Image segmentation entries
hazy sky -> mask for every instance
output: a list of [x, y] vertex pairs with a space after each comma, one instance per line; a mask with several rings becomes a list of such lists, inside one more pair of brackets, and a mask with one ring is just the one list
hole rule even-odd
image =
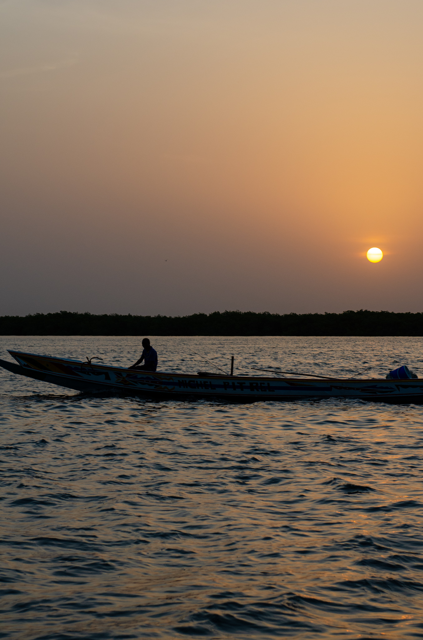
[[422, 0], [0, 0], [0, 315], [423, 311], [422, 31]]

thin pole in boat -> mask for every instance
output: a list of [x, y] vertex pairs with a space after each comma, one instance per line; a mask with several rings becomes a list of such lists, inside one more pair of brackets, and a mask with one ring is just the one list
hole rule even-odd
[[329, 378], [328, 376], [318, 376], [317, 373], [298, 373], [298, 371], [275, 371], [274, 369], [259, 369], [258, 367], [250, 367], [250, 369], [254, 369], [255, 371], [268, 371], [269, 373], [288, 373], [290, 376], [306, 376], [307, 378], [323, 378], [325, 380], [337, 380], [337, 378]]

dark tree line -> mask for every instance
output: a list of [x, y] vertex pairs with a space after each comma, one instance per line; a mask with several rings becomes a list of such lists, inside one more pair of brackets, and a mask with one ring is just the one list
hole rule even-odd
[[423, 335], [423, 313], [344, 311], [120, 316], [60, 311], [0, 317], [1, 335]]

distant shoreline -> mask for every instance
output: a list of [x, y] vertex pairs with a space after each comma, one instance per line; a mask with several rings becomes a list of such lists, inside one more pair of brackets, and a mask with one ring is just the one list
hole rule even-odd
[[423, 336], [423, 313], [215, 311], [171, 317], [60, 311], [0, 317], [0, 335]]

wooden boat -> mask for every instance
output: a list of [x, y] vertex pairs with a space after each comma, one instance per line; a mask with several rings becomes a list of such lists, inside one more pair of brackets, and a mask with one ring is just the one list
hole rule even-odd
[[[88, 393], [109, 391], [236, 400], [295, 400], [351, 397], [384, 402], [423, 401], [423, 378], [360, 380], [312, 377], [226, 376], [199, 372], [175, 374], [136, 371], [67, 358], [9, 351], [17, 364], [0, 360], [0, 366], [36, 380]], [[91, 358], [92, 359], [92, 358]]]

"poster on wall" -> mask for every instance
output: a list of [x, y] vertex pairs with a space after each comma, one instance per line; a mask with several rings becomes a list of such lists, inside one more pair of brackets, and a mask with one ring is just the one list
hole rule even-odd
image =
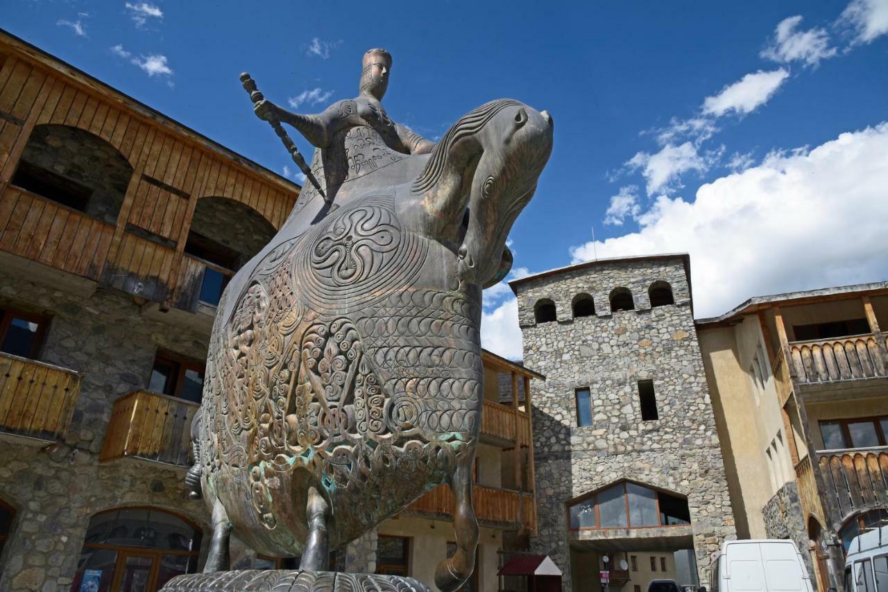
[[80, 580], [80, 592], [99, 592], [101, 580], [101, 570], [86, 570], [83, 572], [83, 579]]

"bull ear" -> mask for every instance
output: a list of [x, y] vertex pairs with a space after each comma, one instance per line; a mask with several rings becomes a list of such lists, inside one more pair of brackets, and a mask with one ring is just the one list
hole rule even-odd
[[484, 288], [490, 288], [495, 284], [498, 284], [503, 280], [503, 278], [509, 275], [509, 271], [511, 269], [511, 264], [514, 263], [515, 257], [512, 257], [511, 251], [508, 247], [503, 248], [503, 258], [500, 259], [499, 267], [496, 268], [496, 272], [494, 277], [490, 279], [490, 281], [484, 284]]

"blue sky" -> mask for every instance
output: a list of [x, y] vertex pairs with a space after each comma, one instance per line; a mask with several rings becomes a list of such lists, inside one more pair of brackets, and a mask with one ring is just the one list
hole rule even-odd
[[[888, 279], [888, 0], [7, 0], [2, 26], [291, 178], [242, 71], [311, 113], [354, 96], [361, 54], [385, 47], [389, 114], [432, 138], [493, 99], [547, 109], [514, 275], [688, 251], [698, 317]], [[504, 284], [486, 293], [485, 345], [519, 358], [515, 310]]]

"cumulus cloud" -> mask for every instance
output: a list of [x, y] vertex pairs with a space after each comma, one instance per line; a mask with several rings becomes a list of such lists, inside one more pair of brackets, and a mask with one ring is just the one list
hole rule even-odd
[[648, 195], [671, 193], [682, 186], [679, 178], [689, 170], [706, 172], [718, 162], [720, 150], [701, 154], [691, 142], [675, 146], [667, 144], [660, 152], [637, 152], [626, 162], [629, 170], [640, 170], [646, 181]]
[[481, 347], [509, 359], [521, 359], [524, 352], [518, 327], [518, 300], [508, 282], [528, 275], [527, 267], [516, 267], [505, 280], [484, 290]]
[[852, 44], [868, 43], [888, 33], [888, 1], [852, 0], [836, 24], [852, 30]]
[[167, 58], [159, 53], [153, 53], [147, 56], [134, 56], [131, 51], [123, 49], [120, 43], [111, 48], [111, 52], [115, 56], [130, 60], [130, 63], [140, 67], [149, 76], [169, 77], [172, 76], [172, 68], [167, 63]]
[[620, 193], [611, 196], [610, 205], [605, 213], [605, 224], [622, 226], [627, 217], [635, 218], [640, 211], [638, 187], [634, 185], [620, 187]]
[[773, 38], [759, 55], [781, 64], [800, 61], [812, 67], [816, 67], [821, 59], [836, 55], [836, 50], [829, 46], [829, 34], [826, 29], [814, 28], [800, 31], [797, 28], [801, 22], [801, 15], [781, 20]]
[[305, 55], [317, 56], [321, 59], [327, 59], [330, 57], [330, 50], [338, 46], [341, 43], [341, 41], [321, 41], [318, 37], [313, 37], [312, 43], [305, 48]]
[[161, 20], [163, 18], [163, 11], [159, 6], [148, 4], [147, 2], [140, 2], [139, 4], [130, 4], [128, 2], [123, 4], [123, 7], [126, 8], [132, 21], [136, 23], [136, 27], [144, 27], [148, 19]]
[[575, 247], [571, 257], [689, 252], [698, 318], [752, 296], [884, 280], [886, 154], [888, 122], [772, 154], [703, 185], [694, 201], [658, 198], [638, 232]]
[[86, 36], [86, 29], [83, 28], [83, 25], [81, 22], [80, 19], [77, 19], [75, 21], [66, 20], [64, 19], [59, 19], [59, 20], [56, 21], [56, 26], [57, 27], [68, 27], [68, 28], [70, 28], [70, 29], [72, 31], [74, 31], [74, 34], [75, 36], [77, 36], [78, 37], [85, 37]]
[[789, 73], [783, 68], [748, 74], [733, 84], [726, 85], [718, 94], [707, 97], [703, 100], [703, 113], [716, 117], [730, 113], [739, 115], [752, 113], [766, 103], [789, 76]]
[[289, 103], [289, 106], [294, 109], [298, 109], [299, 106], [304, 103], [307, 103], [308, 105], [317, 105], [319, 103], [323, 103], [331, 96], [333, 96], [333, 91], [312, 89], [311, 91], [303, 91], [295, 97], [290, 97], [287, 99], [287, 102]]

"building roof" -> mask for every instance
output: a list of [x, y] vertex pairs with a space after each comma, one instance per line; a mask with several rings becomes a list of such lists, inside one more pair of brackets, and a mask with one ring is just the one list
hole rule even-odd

- [To do]
Copy the material above word for word, from its first line through the line containing "359], [92, 358]]]", including that line. Leave the pictures out of your copy.

- [Written response]
hazy sky -> mask for every instance
output: a list of [x, y] vertex pairs with a space after each comma, one instance per line; a mask with several rings becomes a list of such lists, inside one more pair of brackets, and a mask with one ring is just the one list
hole rule even-odd
image =
[[422, 0], [0, 0], [0, 315], [423, 311], [422, 31]]

thin pole in boat -> mask for every instance
output: a list of [x, y] vertex pairs with a space after each comma, one instance per line; a mask with several rings becomes a list of such lists, inside one more pair of brackets, and a mask with one ring is just the one list
hole rule even-odd
[[329, 378], [328, 376], [318, 376], [317, 373], [298, 373], [298, 371], [275, 371], [274, 369], [259, 369], [258, 367], [250, 367], [250, 369], [254, 369], [255, 371], [268, 371], [269, 373], [288, 373], [290, 376], [306, 376], [307, 378], [323, 378], [325, 380], [337, 380], [337, 378]]

dark tree line -> mask for every instance
output: a list of [x, y] vertex pairs with a space after each comma, one instance per line; a mask with several rings becomes a list of such lists, inside one more pair of brackets, and a mask with one ring is just the one list
hole rule even-odd
[[423, 335], [423, 313], [344, 311], [120, 316], [60, 311], [0, 317], [1, 335]]

distant shoreline -> mask for every instance
output: a list of [x, y] vertex pairs with a space after each comma, one instance per line; a mask with several rings becomes a list of such lists, inside one more pair of brackets, and a mask with one ring is just the one list
hole rule even-odd
[[423, 336], [423, 313], [215, 311], [171, 317], [60, 311], [0, 317], [0, 335]]

wooden boat -> mask for every instance
output: a list of [x, y] vertex pairs with a space after each comma, one instance per line; a mask with several rings becomes a list of such lists, inside one more pair of brackets, and a mask with one ring is just the one list
hole rule even-odd
[[[88, 393], [109, 391], [236, 400], [295, 400], [351, 397], [384, 402], [423, 401], [423, 378], [360, 380], [312, 377], [226, 376], [199, 372], [175, 374], [136, 371], [67, 358], [9, 351], [17, 364], [0, 360], [0, 366], [36, 380]], [[91, 358], [92, 359], [92, 358]]]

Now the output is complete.